● **Records shown**
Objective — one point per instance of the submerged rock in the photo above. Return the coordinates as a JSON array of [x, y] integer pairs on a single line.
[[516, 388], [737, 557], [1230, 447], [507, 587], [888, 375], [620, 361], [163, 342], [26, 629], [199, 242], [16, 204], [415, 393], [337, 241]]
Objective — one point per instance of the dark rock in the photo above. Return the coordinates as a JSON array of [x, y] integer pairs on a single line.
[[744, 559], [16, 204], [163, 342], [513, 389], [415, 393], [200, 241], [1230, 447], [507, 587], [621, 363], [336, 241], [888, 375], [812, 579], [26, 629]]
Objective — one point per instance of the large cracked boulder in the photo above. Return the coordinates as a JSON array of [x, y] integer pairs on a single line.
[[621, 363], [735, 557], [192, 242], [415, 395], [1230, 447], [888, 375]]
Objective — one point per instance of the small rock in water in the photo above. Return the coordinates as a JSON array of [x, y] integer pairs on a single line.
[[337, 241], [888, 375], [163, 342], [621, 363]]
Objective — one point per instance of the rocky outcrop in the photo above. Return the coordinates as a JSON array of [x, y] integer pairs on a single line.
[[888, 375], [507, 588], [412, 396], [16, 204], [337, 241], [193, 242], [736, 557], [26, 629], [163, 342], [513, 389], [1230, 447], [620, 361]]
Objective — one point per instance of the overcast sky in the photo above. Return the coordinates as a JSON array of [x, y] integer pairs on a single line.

● **Exercise brief**
Retype all of the entries exactly, please.

● **Answer space**
Objective — one point per instance of the submerged rock in the photo above. Return the coordinates as a JSON array of [x, y] integer pairs on a single line.
[[516, 388], [737, 557], [1230, 447], [507, 587], [888, 375], [620, 361], [163, 342], [26, 629], [199, 242], [16, 204], [415, 393], [337, 241]]
Objective — one point per instance of the dark rock in the photo above. Return the coordinates as a JSON array of [x, y] integer pairs on a single line.
[[744, 559], [16, 204], [163, 342], [513, 389], [415, 393], [200, 241], [1230, 447], [507, 587], [621, 363], [336, 241], [888, 375], [812, 579], [26, 629]]
Objective — one point per instance of the large cracked boulder in the photo above. Return the coordinates as a JSON array of [x, y] integer pairs on a single line.
[[621, 363], [735, 557], [192, 242], [415, 395], [1230, 447], [888, 375]]
Objective — one point per instance of the small rock in water in the photo above. Return the coordinates as a JSON array of [x, y] integer pairs on a single line.
[[337, 241], [888, 375], [163, 342], [621, 363]]
Objective — one point per instance of the rocky outcrop in the photo above. Return the coordinates as a JSON array of [x, y] integer pairs on a single line.
[[888, 375], [507, 588], [412, 396], [16, 204], [337, 241], [193, 242], [736, 557], [26, 629], [163, 342], [513, 389], [1230, 447], [620, 361]]
Objective — one point per instance of the overcast sky in the photo above. Return the coordinates as a JSON array of [x, y] integer pairs on a single line.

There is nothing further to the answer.